== O que se pede ==
Transcreva fielmente a passagem do texto sobre a morte de Pedro Alexandrino de Oliveira Filho que fica entre "A Folha de S.Paulo" e "Ministério da Justiça.", inclusive.

::: Trecho do documento

Não adianta deixar o tempo passar, o assunto estará sempre ressurgindo enquanto o Brasil se mantiver como o último país do mundo a abrir seus arquivos militares e da repressão.

 


 
A Folha de S.Paulo publica nesta segunda-feira (2) reportagem sobre a morte de Pedro Alexandrino de Oliveira Filho, assassinado pelos militares, em 1974, na ocasião em que integrava a guerrilha rural do Araguaia, do PCdoB. O militante havia desaparecido em  Belo Horizonte, depois de sair para uma simples compra de cigarros e, desde então, a família sofre com mais uma pessoa que integra a lista dos desaparecidos políticos. O caso só foi esclarecido em abril deste ano, quando o mateiro Abel Honorato de Jesus prestou depoimento à Comissão de Anistia do Ministério da Justiça.



O mateiro contou à Comissão que viu o corpo de Pedro Alexandrino de Oliveira Filho ser retirado do local em que foi metralhado enquanto descansava, e levado para um helicóptero que o transportou para Xambioá (PA), onde militares que combatiam à guerrilha na região tinham uma base de operações.

::::::
::: Material listado

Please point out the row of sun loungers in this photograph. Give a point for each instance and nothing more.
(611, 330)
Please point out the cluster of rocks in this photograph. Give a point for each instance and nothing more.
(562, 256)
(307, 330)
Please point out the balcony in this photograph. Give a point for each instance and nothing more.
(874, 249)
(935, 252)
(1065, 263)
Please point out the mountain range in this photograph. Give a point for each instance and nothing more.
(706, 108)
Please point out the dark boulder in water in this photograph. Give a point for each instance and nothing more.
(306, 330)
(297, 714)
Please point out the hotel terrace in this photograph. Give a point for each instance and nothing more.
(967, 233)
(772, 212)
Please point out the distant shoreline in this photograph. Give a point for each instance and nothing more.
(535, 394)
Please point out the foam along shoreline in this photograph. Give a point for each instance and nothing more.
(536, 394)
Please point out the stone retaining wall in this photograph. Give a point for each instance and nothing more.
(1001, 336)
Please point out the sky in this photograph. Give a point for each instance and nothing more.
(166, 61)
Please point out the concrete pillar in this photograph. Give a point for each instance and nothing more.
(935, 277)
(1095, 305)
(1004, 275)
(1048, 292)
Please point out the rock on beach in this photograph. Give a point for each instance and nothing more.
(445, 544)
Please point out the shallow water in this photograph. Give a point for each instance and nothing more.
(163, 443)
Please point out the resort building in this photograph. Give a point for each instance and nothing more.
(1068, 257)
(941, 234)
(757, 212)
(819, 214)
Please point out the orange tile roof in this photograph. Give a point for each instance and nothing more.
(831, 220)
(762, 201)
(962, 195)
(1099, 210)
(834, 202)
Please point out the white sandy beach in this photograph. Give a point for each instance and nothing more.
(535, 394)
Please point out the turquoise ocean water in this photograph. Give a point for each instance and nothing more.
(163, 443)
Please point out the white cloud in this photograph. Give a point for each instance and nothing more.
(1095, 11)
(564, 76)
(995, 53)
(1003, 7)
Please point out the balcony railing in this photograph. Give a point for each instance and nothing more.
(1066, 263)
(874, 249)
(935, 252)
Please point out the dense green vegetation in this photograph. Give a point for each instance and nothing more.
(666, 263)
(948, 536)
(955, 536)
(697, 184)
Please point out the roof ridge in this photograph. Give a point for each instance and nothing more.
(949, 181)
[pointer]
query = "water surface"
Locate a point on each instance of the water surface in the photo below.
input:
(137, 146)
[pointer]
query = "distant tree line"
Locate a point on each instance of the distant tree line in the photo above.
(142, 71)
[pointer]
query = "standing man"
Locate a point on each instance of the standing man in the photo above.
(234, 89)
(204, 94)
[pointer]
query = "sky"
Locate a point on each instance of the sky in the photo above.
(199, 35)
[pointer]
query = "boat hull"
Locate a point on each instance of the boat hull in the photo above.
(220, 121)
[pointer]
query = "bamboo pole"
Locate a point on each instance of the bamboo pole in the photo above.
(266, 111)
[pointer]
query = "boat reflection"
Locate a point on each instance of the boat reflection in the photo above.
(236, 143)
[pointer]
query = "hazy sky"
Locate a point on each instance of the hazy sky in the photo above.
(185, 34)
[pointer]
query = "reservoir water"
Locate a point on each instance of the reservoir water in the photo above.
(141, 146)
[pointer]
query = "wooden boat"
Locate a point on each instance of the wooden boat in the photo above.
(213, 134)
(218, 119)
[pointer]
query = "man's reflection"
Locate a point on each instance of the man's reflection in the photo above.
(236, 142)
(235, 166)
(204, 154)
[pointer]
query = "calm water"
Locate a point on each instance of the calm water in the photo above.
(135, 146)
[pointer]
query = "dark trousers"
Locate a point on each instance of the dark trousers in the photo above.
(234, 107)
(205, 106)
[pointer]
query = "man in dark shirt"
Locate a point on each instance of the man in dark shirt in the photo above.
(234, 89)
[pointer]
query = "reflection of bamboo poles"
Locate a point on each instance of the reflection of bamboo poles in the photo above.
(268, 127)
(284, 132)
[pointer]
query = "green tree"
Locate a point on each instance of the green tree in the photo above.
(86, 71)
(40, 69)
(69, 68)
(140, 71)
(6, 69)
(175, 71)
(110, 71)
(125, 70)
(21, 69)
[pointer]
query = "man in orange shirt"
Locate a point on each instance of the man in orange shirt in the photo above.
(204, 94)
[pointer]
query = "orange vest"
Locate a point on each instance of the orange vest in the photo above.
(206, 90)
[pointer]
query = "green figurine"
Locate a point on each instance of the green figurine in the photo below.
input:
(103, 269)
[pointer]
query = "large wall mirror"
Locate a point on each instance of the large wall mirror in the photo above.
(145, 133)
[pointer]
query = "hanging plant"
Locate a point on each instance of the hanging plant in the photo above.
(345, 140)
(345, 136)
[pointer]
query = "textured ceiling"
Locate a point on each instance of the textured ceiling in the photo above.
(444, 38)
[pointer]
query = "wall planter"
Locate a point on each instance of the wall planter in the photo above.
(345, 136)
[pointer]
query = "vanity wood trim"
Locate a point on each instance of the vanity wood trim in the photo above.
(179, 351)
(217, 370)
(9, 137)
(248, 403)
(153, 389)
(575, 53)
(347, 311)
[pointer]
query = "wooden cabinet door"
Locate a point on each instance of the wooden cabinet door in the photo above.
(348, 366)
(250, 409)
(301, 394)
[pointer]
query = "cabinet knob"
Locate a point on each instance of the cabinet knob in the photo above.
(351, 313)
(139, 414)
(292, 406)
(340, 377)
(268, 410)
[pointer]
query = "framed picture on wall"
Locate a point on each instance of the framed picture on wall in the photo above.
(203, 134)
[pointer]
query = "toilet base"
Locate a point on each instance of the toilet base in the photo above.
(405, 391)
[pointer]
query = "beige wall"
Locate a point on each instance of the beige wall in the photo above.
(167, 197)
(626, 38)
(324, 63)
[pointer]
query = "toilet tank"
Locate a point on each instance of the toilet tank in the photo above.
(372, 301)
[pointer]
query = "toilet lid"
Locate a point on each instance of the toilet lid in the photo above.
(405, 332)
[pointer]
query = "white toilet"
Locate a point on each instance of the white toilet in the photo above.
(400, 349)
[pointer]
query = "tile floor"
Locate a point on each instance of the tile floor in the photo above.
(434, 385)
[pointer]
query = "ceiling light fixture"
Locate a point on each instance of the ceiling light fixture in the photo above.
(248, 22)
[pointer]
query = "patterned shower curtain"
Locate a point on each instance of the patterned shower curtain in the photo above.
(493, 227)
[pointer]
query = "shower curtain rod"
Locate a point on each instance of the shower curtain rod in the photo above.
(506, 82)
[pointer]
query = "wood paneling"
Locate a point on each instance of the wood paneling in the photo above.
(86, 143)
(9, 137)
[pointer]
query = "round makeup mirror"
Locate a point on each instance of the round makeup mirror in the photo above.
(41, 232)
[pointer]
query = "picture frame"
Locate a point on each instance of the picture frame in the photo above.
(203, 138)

::::::

== Resposta da tarefa ==
A Folha de S.Paulo publica nesta segunda-feira (2) reportagem sobre a morte de Pedro Alexandrino de Oliveira Filho, assassinado pelos militares, em 1974, na ocasião em que integrava a guerrilha rural do Araguaia, do PCdoB. O militante havia desaparecido em  Belo Horizonte, depois de sair para uma simples compra de cigarros e, desde então, a família sofre com mais uma pessoa que integra a lista dos desaparecidos políticos. O caso só foi esclarecido em abril deste ano, quando o mateiro Abel Honorato de Jesus prestou depoimento à Comissão de Anistia do Ministério da Justiça.